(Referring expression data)

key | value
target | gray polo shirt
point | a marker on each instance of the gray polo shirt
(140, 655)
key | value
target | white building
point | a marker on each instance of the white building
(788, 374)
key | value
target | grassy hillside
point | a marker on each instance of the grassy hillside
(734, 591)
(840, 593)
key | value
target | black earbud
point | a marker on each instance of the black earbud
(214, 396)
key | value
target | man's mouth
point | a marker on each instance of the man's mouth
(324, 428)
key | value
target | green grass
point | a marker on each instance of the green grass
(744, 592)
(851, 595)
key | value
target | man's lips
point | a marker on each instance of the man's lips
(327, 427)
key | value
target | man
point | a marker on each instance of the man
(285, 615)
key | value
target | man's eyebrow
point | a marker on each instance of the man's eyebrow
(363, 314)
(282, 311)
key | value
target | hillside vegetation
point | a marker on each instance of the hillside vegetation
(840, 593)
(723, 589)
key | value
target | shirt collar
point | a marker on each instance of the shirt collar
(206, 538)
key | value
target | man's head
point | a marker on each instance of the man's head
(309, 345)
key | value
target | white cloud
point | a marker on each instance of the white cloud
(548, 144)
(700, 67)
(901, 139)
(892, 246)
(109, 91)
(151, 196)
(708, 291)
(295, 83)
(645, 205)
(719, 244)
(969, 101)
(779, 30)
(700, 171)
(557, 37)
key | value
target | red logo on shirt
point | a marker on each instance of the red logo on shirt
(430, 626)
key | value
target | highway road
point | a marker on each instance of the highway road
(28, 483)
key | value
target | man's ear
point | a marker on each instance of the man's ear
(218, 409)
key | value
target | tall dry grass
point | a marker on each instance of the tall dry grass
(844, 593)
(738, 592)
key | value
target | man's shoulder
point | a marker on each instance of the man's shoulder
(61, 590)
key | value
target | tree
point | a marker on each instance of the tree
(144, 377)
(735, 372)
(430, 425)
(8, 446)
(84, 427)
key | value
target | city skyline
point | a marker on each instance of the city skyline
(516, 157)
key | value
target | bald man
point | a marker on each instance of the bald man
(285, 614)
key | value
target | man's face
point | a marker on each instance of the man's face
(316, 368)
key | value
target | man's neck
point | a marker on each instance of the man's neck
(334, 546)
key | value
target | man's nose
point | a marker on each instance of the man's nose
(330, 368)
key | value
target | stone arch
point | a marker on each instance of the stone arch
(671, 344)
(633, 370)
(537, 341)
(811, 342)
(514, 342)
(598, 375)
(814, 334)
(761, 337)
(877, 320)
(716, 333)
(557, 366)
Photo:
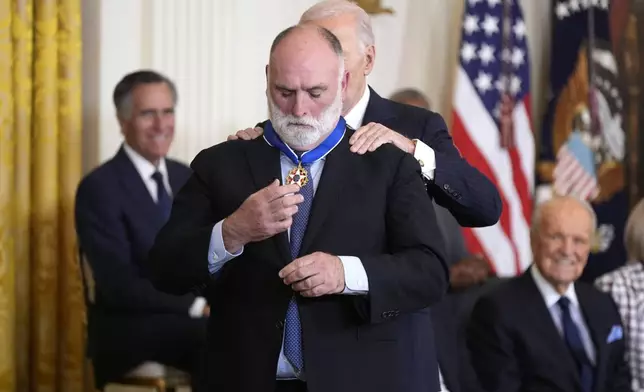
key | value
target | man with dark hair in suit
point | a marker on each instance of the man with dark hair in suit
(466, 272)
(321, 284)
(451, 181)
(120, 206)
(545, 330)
--
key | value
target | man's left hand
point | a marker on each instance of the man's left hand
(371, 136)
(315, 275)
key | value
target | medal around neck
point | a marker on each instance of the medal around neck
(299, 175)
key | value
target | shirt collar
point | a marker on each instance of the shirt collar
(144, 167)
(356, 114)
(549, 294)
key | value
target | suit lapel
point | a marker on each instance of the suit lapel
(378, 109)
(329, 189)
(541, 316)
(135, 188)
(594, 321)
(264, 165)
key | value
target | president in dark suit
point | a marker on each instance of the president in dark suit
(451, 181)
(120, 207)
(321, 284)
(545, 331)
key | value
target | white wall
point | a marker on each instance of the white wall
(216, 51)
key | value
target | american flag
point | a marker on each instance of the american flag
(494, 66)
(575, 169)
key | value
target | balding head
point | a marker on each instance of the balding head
--
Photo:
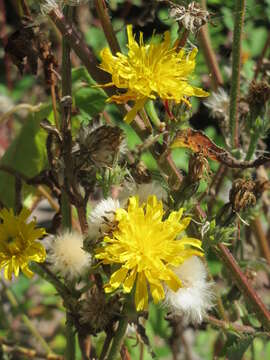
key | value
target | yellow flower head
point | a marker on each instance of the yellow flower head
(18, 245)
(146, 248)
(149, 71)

_The problem_
Lines to set down from above: the line with "point | a marker on each instance of the white building", the line with "target | white cloud", and every line between, each exactly as written.

_Task output_
point | a marker on each instance of the white building
(788, 374)
key | value
target | grassy hillside
point | a marker on each instance of the grassy hillside
(734, 591)
(840, 593)
key | value
target | black earbud
point | a marker on each instance of the black earbud
(214, 396)
key | value
target | man's mouth
point | a marker on each instance of the man's mouth
(324, 428)
key | value
target | green grass
point | a marker on each instance of the green grass
(744, 592)
(851, 595)
key | value
target | man's lips
point | a marker on each instance of the man's lips
(327, 427)
key | value
target | man
point | a marker on each instance of the man
(285, 615)
key | value
target | man's eyebrow
point | a marker on each instance of the man's eyebrow
(363, 314)
(282, 311)
key | value
target | hillside vegetation
point | a marker on each instance of the hillside vegetation
(840, 593)
(723, 589)
key | value
target | shirt collar
point | a marker on each instance of the shirt collar
(206, 538)
key | value
target | man's head
point | a marker on each instance of the man's head
(309, 345)
key | value
target | white cloud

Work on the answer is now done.